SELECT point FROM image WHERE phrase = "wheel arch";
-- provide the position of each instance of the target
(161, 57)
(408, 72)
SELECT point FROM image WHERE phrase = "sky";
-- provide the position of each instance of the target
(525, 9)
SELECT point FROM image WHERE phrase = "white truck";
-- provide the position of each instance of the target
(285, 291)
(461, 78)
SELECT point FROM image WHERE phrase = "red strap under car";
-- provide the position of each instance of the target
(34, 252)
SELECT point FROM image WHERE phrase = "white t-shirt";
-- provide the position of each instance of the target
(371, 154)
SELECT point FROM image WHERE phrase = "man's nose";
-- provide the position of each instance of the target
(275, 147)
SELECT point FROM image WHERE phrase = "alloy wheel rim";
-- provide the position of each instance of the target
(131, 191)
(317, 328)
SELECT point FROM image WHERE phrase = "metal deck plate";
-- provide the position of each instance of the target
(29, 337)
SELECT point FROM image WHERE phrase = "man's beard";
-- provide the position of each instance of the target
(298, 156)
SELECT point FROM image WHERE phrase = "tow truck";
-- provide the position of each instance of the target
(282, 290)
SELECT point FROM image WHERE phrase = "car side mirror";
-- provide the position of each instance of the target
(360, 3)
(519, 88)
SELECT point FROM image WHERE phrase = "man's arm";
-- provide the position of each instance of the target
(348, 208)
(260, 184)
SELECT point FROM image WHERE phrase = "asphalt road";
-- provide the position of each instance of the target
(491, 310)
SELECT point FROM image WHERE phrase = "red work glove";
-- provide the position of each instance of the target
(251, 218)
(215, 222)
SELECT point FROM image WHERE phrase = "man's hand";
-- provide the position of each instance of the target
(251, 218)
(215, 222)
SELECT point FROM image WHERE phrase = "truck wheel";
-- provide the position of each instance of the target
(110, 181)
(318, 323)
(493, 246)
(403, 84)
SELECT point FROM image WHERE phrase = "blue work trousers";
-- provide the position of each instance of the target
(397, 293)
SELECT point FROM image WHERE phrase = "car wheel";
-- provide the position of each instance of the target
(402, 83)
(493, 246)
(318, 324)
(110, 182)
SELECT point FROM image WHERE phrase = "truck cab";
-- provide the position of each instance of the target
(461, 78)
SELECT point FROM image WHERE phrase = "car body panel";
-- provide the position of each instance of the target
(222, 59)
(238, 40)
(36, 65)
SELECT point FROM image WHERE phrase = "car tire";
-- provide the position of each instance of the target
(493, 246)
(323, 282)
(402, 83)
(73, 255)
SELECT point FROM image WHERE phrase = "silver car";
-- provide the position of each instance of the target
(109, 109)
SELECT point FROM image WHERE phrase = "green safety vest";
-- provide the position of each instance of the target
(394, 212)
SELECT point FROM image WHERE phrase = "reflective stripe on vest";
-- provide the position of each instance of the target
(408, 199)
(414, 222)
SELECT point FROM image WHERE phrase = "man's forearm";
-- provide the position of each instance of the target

************

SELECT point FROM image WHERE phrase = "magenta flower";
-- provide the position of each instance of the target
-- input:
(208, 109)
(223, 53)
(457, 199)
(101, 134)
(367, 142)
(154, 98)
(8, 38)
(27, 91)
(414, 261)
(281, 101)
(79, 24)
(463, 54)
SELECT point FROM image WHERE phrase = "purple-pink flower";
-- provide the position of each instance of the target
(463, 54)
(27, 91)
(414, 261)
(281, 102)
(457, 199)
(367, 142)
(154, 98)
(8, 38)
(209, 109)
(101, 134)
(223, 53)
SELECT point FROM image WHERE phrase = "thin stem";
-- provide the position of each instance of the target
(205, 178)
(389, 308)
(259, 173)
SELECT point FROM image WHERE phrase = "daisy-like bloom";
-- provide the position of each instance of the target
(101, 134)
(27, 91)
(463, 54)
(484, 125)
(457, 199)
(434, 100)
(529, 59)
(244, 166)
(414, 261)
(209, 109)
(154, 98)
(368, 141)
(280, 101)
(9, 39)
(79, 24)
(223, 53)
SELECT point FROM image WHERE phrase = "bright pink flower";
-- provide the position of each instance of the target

************

▸ **Task instructions**:
Pick out every line of the items that contains the string "wheel", matching case exactly, and copy each such line.

▸ **Result for this task**:
SELECT point FROM image WHERE phrase = "wheel arch";
SELECT point FROM image WHERE phrase = "alloy wheel rim";
SELECT point FROM image WHERE phrase = "truck wheel";
SELECT point FROM image WHERE phrase = "car wheel";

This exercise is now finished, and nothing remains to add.